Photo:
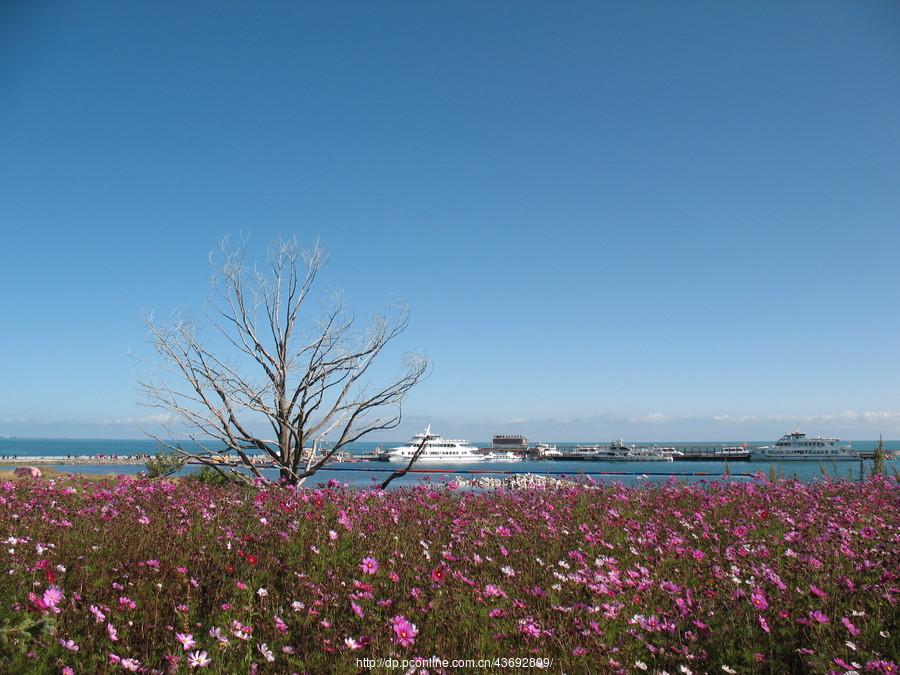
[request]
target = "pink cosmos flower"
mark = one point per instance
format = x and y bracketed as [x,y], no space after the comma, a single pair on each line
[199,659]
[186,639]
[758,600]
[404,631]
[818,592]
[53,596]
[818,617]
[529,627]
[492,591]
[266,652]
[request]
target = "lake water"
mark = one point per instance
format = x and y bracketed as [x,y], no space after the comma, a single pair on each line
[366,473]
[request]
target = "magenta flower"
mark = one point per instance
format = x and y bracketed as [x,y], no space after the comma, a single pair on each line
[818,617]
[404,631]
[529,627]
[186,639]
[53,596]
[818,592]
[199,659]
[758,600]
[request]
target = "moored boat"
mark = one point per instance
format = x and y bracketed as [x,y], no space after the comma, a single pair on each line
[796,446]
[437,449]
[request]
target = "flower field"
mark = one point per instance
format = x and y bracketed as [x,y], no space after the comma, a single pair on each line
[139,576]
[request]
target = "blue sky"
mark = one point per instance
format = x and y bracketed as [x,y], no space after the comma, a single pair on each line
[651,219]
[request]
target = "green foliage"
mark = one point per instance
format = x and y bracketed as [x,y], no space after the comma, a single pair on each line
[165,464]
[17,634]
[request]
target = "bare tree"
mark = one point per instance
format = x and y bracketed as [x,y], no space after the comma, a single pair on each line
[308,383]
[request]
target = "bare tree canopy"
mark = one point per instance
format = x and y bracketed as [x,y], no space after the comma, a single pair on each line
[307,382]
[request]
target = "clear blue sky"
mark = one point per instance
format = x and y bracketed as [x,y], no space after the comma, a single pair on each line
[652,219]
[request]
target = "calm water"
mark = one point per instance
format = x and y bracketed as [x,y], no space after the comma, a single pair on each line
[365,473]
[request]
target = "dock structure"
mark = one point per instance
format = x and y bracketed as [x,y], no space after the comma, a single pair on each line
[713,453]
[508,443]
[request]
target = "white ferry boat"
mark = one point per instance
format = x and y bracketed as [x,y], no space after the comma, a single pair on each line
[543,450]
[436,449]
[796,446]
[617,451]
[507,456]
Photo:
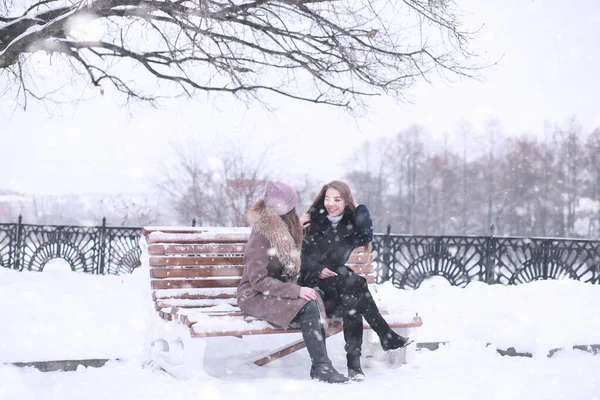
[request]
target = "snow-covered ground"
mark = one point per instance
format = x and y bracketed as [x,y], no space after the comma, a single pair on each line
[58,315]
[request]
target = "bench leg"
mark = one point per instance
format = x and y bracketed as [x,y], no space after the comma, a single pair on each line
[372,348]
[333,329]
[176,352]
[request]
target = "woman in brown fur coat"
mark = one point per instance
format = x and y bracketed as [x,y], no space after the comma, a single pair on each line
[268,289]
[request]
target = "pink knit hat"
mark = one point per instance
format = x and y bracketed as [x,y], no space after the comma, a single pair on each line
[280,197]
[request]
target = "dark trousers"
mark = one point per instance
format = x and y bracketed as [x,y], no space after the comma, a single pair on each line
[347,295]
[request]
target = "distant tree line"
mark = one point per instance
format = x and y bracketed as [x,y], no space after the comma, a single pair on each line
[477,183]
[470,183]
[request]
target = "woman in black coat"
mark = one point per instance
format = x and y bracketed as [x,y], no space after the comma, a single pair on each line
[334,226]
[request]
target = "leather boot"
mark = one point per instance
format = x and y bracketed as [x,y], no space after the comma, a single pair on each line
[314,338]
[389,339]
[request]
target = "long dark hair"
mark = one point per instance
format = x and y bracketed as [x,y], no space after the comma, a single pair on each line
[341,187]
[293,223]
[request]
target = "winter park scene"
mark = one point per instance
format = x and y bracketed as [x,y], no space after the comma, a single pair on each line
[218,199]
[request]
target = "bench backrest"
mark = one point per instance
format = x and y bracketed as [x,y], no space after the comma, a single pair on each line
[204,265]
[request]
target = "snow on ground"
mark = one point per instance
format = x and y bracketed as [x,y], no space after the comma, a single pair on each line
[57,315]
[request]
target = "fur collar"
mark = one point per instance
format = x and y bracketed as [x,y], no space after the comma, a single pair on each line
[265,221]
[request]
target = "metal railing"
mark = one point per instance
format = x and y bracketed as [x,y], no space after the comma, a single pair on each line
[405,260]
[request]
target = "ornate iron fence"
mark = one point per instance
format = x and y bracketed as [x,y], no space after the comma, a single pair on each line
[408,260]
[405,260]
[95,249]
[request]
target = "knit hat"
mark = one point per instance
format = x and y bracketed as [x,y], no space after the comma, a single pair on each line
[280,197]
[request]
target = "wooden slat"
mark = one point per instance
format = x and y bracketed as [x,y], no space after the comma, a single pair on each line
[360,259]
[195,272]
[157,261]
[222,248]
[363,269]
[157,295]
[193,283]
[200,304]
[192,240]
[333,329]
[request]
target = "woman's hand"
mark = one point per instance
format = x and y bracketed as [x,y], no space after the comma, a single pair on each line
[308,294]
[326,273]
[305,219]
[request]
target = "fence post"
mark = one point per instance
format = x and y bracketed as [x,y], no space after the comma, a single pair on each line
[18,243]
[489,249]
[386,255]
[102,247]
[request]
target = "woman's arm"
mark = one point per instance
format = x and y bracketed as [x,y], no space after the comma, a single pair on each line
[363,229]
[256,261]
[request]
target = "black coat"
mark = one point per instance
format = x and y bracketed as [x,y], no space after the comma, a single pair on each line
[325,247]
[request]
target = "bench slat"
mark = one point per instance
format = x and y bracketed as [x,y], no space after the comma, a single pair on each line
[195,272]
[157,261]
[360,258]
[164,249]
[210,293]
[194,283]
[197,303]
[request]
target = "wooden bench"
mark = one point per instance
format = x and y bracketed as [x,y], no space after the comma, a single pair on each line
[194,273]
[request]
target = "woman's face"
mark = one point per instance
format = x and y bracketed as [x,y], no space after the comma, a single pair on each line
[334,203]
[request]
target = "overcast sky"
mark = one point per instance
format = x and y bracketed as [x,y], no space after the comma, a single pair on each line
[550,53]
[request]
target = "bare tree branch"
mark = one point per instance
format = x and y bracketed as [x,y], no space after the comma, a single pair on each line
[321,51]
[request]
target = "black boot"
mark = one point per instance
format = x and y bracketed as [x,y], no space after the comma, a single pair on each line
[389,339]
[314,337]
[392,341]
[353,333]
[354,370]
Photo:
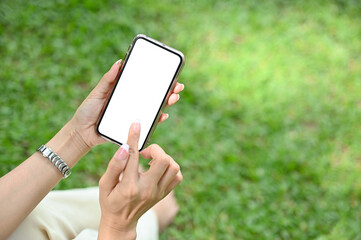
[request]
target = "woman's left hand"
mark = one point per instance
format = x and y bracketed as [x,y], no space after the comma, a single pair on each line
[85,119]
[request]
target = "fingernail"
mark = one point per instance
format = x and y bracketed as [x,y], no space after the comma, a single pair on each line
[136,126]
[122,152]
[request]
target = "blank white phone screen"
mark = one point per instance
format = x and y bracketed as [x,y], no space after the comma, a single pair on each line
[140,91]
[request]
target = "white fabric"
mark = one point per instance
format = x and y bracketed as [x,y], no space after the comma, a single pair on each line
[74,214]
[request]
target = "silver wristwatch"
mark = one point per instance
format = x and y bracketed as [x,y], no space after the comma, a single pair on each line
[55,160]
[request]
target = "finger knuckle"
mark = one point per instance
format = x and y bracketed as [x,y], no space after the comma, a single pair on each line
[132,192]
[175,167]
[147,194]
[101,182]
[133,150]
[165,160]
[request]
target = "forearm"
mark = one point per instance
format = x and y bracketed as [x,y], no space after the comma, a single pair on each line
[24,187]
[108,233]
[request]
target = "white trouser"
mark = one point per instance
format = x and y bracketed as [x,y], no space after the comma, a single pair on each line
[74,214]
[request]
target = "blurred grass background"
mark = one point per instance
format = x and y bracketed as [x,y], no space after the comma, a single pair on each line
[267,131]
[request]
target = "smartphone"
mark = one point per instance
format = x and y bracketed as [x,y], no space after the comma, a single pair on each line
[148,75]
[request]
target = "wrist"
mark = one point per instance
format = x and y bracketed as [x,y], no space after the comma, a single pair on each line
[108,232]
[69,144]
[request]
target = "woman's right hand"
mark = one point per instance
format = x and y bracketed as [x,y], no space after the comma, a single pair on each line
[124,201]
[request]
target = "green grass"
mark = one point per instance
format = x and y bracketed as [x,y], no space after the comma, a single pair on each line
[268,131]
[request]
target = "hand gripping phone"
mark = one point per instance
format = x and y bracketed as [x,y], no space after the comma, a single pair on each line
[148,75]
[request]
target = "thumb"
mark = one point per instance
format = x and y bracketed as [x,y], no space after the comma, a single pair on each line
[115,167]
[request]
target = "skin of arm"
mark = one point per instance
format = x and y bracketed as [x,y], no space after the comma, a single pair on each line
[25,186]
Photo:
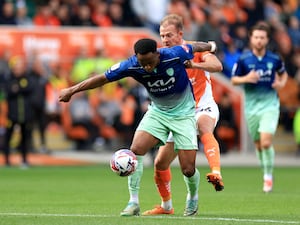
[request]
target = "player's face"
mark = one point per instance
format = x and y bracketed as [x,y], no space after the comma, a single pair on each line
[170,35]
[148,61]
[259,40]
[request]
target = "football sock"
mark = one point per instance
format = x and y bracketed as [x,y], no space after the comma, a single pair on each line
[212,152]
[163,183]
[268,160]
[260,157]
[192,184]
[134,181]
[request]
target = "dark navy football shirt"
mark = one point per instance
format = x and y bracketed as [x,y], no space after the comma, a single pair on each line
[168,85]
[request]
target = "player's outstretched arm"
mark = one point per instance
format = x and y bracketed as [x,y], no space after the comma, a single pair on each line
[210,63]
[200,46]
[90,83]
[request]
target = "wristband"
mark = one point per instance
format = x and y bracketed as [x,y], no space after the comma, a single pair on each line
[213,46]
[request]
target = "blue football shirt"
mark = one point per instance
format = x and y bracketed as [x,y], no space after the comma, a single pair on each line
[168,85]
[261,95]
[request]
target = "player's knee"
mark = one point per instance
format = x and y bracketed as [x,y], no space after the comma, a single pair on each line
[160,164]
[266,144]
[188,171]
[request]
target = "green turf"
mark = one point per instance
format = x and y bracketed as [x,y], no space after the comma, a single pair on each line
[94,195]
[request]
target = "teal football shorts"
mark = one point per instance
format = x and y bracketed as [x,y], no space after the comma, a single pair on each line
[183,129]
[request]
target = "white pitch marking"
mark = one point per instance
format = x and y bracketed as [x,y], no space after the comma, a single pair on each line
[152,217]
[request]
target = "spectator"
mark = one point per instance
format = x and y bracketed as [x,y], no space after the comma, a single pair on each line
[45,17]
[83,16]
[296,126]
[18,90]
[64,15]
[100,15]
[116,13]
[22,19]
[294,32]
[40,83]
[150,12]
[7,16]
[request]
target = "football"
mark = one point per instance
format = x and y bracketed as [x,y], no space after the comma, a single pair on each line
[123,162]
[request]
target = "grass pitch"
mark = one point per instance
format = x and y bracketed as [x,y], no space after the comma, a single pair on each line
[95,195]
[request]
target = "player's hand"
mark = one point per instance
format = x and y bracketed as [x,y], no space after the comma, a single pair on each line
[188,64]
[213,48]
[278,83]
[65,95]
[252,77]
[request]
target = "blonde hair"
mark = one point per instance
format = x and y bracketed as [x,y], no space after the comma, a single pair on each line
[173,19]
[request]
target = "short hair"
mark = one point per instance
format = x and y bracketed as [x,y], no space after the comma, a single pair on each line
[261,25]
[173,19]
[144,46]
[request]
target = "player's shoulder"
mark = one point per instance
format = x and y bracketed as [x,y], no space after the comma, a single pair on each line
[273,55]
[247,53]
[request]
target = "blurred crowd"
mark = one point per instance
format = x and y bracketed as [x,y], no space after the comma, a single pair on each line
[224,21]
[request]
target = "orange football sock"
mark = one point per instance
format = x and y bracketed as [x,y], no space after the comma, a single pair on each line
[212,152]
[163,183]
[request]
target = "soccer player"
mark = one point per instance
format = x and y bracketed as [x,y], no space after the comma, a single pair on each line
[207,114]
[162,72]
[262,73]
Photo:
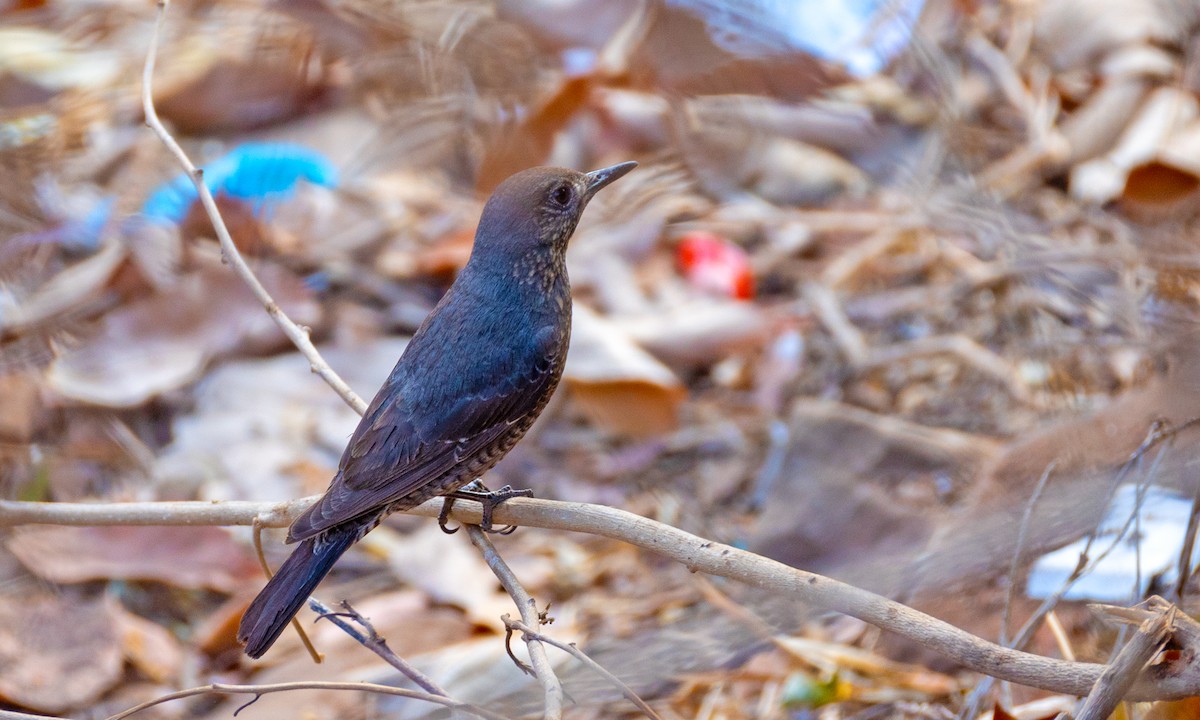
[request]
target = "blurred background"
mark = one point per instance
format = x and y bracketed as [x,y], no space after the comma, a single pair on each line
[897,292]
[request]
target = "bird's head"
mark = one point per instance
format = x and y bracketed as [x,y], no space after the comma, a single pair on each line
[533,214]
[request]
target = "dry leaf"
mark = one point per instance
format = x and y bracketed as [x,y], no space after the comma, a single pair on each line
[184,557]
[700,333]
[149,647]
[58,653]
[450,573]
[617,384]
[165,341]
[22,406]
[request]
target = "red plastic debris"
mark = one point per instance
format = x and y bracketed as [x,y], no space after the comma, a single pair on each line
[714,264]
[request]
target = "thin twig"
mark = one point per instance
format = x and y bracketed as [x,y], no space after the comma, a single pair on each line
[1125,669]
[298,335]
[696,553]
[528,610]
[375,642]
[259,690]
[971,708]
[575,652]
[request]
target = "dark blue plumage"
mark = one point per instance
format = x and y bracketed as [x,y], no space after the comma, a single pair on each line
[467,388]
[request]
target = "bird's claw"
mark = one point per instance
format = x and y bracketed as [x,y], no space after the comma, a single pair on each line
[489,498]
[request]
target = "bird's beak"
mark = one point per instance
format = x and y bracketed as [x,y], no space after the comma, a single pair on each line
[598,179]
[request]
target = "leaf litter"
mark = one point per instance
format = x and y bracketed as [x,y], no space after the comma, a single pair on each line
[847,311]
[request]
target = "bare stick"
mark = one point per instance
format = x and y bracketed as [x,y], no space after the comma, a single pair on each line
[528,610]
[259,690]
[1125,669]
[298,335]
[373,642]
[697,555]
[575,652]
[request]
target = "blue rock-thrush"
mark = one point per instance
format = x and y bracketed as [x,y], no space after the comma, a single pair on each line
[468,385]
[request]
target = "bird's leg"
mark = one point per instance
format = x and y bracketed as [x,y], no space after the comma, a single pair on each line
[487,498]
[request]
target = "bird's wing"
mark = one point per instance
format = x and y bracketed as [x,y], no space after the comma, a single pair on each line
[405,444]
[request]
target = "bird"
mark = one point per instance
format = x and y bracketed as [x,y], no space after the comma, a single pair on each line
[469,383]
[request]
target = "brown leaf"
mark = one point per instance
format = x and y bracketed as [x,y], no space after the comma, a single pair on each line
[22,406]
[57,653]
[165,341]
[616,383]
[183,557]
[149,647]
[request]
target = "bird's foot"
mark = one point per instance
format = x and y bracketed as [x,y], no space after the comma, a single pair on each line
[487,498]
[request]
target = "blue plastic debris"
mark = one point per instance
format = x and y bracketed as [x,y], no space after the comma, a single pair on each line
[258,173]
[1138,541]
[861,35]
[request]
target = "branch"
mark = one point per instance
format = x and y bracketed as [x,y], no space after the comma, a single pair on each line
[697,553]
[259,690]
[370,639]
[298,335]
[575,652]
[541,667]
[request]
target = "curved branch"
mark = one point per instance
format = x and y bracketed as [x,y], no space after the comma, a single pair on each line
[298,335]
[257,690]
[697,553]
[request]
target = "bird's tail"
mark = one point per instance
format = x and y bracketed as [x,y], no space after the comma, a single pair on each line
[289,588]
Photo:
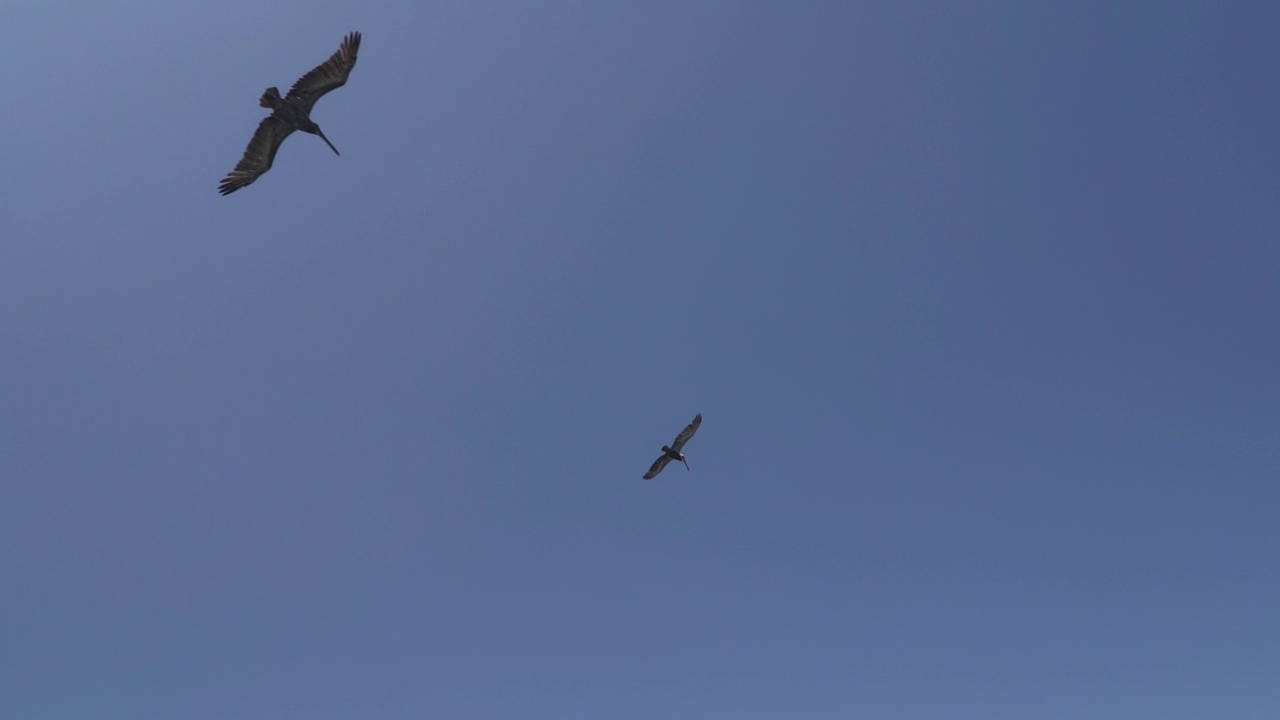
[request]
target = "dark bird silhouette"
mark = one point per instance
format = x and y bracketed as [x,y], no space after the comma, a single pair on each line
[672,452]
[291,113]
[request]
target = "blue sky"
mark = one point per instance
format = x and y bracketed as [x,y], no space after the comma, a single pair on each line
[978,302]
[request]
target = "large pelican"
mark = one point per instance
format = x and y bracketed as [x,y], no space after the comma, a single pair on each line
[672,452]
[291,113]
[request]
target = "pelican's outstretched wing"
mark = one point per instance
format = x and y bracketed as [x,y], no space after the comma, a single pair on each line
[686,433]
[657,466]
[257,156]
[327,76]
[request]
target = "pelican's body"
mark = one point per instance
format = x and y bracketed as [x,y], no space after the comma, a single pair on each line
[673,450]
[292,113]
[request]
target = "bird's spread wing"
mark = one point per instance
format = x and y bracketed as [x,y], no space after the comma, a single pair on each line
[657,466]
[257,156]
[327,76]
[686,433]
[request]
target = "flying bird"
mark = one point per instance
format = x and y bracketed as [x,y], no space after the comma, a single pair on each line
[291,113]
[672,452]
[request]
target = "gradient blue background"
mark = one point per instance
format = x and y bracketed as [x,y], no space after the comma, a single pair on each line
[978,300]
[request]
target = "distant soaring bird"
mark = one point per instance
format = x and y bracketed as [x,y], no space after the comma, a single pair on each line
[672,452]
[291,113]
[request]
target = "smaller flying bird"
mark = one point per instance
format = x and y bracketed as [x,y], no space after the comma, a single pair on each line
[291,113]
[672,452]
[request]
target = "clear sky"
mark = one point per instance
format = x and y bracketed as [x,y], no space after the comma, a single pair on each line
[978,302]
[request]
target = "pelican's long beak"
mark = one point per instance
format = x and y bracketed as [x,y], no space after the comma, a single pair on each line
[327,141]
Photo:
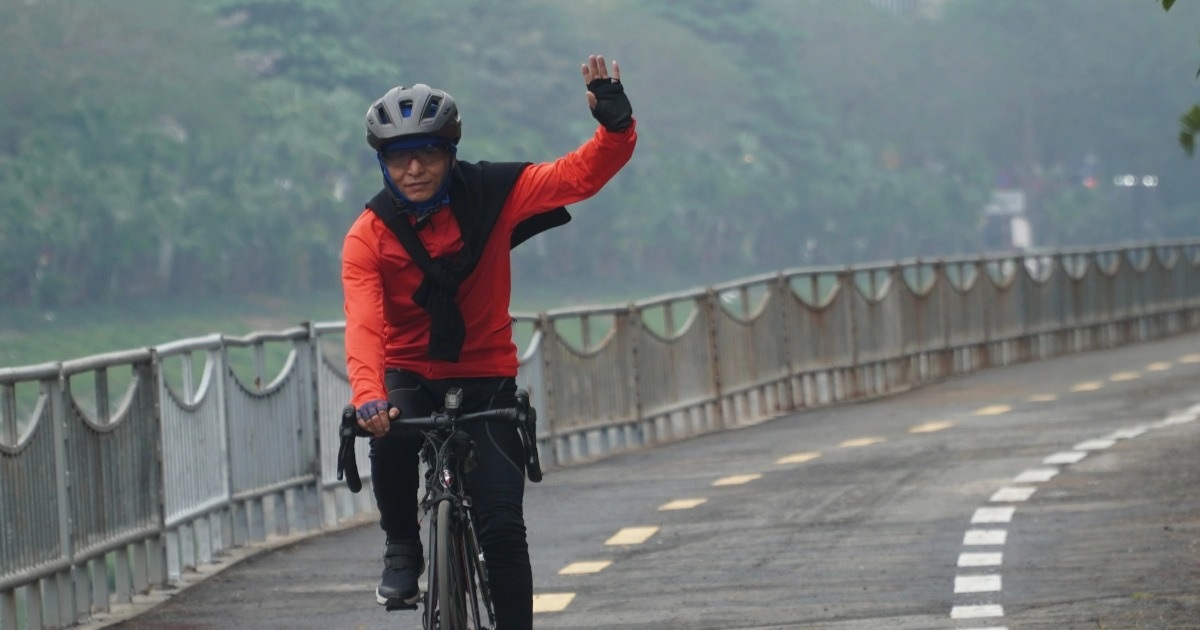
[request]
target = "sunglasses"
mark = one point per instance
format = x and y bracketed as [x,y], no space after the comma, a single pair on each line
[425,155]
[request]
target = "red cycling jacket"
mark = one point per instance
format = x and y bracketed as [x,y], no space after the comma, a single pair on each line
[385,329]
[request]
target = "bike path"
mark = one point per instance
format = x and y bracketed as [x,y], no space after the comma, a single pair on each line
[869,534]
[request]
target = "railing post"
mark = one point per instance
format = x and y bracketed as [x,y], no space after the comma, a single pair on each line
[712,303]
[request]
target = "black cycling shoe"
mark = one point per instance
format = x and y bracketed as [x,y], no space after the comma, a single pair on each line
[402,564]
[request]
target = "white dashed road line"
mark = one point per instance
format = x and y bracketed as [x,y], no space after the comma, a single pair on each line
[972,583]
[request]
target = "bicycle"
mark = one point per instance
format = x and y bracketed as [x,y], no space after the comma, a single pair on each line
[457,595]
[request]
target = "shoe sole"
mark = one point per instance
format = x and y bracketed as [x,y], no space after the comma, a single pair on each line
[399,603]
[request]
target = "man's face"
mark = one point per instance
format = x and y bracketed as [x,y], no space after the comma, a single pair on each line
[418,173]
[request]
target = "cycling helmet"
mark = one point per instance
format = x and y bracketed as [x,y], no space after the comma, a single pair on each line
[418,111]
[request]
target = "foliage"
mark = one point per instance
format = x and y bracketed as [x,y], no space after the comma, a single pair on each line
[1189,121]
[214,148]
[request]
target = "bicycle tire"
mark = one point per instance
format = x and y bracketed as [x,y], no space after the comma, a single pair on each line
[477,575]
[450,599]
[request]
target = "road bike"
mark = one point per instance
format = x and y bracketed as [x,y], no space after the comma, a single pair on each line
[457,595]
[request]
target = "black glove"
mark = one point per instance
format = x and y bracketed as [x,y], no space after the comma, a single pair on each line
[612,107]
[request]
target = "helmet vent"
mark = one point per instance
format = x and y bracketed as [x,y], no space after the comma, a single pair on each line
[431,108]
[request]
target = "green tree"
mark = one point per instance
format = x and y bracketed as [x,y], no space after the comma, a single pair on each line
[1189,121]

___

▶ _WHAT THE TASK REQUIRES_
A complete answer lists every line of the listing above that holds the word "green".

▶ _ANSWER_
target = "green foliage"
target = "green grass"
target = "green turf"
target = "green tree"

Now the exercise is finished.